__Actions to take__.
**A.** In the forum thread about a long delay, how many delay time ranges does the delay have?
**B.** From the forum thread about a long delay, write out the passage between "The delay has" and "some modulation too.", inclusive.
**C.** Extend the forum thread about a long delay past its final post.

__Document excerpt__.
◇ ◇ ◇ ◇
Page 1 of 6
Playing around with a long delay
Posted: Mon Dec 08, 2014 10:00 pm
by cloudscapes
PDS-ish, with extras. looking like it'll have around 12-14 knobs when finished
[youtube]http://www.youtube.com/watch?v=kT9i1JxS8Lk[/youtube]
[youtube]http://www.youtube.com/watch?v=Dl0pWd3aRbE[/youtube]
[youtube]http://www.youtube.com/watch?v=aNp-stOS7qQ[/youtube]
Re: Playing around with a long delay
Posted: Mon Dec 08, 2014 10:54 pm
by oscillateur
That third video is very nice... Any more details about what's going on ?
Also, the second one sounds like artifacts from a longer delay time than what the memory actually allows, is that what's happening ?
Re: Playing around with a long delay
Posted: Mon Dec 08, 2014 11:04 pm
by darthbatman
Fuck yes.
Re: Playing around with a long delay
Posted: Tue Dec 09, 2014 12:02 am
by cloudscapes
oscillateur wrote:That third video is very nice... Any more details about what's going on ?
Also, the second one sounds like artifacts from a longer delay time than what the memory actually allows, is that what's happening ?
The delay has 4 delay time ranges. 50ish milliseconds to quarter of a second, quarter to almost a second, almost a second to over 3, over 3 to 14ish seconds. the third video is me playing on that 14ish second delay with a lot of feedback/overdub. some modulation too.
◇ ◇ ◇ ◇
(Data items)

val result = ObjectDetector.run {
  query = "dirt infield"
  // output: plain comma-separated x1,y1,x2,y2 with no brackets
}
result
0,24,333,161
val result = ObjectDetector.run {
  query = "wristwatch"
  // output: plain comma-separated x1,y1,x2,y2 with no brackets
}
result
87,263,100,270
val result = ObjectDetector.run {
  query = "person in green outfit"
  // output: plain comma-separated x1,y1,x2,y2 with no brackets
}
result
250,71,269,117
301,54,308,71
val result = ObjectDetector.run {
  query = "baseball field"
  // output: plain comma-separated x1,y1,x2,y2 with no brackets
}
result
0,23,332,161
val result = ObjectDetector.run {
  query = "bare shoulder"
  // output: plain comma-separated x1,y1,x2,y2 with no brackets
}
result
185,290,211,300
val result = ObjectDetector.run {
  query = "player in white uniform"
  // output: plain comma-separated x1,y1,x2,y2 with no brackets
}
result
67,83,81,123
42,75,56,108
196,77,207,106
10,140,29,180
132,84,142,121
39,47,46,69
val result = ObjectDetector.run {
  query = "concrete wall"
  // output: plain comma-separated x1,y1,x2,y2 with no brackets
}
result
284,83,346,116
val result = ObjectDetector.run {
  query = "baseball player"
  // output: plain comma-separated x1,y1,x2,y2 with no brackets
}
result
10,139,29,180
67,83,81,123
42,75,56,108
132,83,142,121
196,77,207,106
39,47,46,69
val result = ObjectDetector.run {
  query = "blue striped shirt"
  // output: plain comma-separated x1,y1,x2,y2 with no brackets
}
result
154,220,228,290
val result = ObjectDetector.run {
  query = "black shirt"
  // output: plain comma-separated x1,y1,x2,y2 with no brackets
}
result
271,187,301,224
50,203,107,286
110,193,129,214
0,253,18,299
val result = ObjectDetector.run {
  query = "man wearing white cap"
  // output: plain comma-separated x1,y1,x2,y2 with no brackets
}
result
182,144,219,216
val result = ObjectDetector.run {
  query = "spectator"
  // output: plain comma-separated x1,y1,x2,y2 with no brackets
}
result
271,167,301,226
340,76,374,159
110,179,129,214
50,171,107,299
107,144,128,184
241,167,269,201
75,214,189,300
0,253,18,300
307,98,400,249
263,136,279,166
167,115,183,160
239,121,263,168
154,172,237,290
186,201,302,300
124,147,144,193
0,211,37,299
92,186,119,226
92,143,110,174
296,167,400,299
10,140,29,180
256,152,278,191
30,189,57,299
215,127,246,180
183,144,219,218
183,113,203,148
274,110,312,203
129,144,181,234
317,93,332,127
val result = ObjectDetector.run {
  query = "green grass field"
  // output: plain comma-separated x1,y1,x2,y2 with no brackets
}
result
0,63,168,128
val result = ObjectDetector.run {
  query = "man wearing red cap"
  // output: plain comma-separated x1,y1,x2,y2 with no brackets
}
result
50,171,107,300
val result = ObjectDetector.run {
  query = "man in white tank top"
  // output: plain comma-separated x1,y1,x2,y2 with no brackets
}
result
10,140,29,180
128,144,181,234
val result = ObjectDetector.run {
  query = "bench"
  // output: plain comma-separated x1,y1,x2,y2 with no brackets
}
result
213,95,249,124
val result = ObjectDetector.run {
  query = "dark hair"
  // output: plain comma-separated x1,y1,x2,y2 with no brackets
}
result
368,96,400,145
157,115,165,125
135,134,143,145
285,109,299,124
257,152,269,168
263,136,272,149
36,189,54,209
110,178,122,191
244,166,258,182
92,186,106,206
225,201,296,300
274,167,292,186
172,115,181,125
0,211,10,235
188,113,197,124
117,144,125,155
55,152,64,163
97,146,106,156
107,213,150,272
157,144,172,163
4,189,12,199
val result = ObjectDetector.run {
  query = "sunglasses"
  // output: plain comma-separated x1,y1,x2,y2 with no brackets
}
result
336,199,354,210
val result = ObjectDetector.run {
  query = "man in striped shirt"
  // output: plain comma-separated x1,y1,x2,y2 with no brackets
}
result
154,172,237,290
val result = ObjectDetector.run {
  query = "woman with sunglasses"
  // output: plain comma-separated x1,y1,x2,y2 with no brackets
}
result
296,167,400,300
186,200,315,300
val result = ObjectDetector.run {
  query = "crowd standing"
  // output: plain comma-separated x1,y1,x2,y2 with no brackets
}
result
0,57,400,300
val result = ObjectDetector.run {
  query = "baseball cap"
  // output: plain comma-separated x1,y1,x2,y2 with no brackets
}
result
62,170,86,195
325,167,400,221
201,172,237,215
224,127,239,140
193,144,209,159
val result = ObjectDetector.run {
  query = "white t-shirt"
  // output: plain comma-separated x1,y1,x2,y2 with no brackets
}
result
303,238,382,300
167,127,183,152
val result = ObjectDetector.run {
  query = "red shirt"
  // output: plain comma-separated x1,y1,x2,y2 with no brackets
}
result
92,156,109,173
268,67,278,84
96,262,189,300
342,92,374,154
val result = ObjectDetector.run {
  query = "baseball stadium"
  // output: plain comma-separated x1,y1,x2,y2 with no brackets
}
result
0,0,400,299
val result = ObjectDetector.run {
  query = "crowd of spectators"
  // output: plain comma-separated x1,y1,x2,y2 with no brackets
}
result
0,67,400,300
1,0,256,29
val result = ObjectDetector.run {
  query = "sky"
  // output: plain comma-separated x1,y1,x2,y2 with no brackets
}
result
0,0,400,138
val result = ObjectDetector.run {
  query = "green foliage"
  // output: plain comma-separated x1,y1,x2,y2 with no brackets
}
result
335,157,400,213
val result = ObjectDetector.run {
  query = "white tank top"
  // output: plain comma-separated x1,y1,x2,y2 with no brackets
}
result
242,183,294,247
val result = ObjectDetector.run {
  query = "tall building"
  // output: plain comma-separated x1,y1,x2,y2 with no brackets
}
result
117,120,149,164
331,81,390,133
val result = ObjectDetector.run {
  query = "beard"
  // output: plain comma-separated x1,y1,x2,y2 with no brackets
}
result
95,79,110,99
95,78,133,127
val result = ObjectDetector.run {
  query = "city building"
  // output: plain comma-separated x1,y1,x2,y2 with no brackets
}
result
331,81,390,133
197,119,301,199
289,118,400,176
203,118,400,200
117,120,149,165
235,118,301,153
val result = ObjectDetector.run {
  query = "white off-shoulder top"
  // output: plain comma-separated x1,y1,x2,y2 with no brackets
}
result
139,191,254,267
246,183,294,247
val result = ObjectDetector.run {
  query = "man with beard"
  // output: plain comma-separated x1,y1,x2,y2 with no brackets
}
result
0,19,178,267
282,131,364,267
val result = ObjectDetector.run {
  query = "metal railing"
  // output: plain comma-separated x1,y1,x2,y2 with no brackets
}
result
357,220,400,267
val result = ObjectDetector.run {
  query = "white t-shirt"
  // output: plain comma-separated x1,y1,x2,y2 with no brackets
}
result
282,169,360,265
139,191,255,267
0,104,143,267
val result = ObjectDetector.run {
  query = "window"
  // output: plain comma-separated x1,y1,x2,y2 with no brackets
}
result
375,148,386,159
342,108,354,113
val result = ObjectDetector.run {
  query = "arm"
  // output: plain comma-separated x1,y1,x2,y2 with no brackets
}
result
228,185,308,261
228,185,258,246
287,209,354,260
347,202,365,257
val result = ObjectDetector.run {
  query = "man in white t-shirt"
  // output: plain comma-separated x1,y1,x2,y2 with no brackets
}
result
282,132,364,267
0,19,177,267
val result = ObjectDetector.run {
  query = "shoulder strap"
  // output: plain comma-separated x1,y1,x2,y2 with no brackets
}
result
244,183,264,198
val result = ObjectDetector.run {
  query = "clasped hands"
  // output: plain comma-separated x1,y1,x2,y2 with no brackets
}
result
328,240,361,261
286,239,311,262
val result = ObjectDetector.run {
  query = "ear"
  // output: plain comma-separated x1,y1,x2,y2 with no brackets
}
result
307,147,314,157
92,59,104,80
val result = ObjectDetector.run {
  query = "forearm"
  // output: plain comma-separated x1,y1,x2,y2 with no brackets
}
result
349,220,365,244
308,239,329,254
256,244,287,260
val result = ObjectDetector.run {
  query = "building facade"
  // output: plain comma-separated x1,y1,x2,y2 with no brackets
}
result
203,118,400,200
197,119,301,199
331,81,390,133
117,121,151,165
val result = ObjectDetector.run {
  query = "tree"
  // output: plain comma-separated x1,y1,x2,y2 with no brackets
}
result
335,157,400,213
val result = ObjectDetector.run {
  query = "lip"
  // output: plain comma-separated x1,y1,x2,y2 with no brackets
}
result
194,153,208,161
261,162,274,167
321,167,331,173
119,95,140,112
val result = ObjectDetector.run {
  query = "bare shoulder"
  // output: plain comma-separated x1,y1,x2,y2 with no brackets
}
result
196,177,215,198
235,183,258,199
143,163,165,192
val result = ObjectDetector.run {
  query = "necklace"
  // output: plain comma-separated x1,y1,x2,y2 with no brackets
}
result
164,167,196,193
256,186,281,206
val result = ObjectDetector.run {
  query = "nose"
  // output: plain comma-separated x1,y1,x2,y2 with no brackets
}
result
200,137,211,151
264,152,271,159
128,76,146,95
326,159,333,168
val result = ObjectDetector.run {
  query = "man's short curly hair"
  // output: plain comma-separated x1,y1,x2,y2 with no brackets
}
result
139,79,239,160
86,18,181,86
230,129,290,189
◇ ◇ ◇ ◇
__Answers below__.
**A.** Four.

**B.**
The delay has 4 delay time ranges. 50ish milliseconds to quarter of a second, quarter to almost a second, almost a second to over 3, over 3 to 14ish seconds. the third video is me playing on that 14ish second delay with a lot of feedback/overdub. some modulation too.

**C.**
the second video is sort of that. it "attempts" to stretch the delay loop longer
without changing the pitch (which is actually really hard to do, technically), so it's glitchy as hell
Re: Playing around with a long delay
Posted: Tue Dec 09, 2014 12:38 am
by oscillateur
Cool. I (very simply) modded a delay to have longer times than what the chip is designed for and I can get some really nice crunchy drony sounds from that when the feedback is high enough, your second video sounded similar but somehow nicer

.
What I still haven't seen in delay pedals and that could be interesting in my opinion is discrete changes of delay time (i.e. going from one value to another in one frame). This can lead to really cool results especially when the various delay times are related to each other...
Anyway, very nice sounding prototype

Re: Playing around with a long delay
Posted: Tue Dec 09, 2014 1:32 pm
by cloudscapes
oscillateur wrote:Cool. I (very simply) modded a delay to have longer times than what the chip is designed for and I can get some really nice crunchy drony sounds from that when the feedback is high enough, your second video sounded similar but somehow nicer

.
What I still haven't seen in delay pedals and that could be interesting in my opinion is discrete changes of delay time (i.e. going from one value to another in one frame). This can lead to really cool results especially when the various delay times are related to each other...
Anyway, very nice sounding prototype

its a lot of fun modding delays to be longer, to get those crunchy soudns as you say! 80s and 90s delays are easier for that.
I thought of doing that delay time change in an earlier pedal some years ago. a couple challenges prevented me from fully doing that, since there needs to be a way to blend the hard "edges" of past shorter delays, now audible.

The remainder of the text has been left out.